### SUPPLIED TEXT

Proving inequality $\ 1+\frac14+\frac19+\cdots+\frac1{n^2}\le 2-\frac1n$ using induction

Question

Question:

Prove $$\ 1+\frac{1}{4}+\frac{1}{9}+\cdots+\frac{1}{n^2}\le 2-\frac{1}{n}, \text{ for all natural } n$$

My attempt:

Base Case: $n=1$ is true:

I.H: Suppose $1+\frac{1}{4}+\frac{1}{9}+\cdots+\frac{1}{k^2}\le 2-\frac{1}{k},$ for some natural $k.$

Now we prove true for $n = k+1$

$$ 1+\frac{1}{4}+\cdots+\frac{1}{k^2}+\frac{1}{\left(k+1\right)^2}\le 2-\frac{1}{k}+\frac{1}{\left(k+1\right)^2},\text{ by induction hypothesis} $$

Now how do I show that $2-\frac{1}{k}+\frac{1}{\left(k+1\right)^2}\le 2-\frac{1}{\left(k+1\right)}\text{ ?}$

Have I done everything correctly up until here?

If yes, how do I show this inequality is true?

Any help would be appreciated.

######
### DATA EXCERPTS

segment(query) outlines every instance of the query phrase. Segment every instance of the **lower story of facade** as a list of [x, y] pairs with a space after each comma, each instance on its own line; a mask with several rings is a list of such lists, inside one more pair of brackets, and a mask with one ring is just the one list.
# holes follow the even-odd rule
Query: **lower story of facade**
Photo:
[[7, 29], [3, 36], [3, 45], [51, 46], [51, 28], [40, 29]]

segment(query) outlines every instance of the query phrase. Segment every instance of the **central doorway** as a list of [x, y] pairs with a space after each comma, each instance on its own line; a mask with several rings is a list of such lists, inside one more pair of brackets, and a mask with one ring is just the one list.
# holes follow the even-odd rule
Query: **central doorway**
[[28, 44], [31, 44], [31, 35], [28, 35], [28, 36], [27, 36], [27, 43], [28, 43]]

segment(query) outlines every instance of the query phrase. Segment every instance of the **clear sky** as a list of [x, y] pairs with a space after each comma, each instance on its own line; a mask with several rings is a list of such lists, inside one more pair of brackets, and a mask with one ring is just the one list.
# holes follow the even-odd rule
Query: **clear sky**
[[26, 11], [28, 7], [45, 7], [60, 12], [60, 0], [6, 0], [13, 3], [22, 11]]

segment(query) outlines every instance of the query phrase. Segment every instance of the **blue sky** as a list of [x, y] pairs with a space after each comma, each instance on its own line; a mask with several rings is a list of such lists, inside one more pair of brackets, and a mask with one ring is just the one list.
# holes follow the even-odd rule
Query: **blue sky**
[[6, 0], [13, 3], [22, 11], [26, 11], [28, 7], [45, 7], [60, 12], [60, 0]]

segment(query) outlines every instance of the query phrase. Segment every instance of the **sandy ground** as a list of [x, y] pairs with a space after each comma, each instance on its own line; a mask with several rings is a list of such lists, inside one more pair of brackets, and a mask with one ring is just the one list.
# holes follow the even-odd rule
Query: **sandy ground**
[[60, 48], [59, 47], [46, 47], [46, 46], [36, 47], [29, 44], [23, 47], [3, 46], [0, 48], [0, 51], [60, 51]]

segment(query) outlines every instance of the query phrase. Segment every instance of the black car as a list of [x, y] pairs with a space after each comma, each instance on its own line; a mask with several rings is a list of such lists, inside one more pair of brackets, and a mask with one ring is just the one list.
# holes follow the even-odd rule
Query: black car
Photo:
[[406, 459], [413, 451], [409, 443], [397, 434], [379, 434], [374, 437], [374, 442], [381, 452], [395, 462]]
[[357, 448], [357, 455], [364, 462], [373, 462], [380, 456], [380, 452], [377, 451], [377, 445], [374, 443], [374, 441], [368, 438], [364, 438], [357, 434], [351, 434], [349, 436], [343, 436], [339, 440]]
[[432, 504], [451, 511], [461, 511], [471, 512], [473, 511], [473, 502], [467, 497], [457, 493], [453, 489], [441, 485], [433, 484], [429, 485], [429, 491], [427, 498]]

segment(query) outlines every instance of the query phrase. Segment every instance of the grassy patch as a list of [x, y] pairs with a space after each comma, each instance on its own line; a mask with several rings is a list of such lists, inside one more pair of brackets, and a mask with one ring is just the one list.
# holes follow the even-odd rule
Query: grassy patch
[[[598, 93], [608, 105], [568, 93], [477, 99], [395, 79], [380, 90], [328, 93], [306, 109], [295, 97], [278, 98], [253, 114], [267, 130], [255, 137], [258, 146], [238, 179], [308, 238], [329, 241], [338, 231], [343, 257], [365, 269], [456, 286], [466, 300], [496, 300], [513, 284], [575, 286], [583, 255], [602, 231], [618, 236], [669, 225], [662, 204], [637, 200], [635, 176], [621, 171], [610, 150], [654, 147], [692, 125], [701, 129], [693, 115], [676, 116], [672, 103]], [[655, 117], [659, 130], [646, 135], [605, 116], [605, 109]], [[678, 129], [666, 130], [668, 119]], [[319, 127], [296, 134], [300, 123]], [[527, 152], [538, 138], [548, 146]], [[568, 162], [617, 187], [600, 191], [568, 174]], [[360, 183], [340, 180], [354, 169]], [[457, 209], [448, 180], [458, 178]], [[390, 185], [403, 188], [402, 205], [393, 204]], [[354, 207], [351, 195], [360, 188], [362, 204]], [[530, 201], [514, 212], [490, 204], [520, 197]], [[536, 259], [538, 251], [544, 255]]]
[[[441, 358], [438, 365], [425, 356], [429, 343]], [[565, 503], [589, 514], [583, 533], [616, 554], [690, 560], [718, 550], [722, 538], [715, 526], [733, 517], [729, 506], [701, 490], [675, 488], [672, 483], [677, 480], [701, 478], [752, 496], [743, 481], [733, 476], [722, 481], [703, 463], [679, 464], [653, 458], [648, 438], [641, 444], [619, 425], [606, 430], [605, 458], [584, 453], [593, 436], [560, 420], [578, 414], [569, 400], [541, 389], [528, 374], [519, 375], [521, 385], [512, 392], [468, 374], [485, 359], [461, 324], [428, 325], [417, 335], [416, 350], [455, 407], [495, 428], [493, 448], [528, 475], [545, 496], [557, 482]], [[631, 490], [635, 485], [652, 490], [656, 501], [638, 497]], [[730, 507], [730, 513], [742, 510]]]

######

» PROBLEM TO SOLVE: Copy out the induction inequality question from "Now we prove" to "inequality is true?", word for word.

» RESPONSE TO THE EXERCISE:
Now we prove true for $n = k+1$

$$ 1+\frac{1}{4}+\cdots+\frac{1}{k^2}+\frac{1}{\left(k+1\right)^2}\le 2-\frac{1}{k}+\frac{1}{\left(k+1\right)^2},\text{ by induction hypothesis} $$

Now how do I show that $2-\frac{1}{k}+\frac{1}{\left(k+1\right)^2}\le 2-\frac{1}{\left(k+1\right)}\text{ ?}$

Have I done everything correctly up until here?

If yes, how do I show this inequality is true?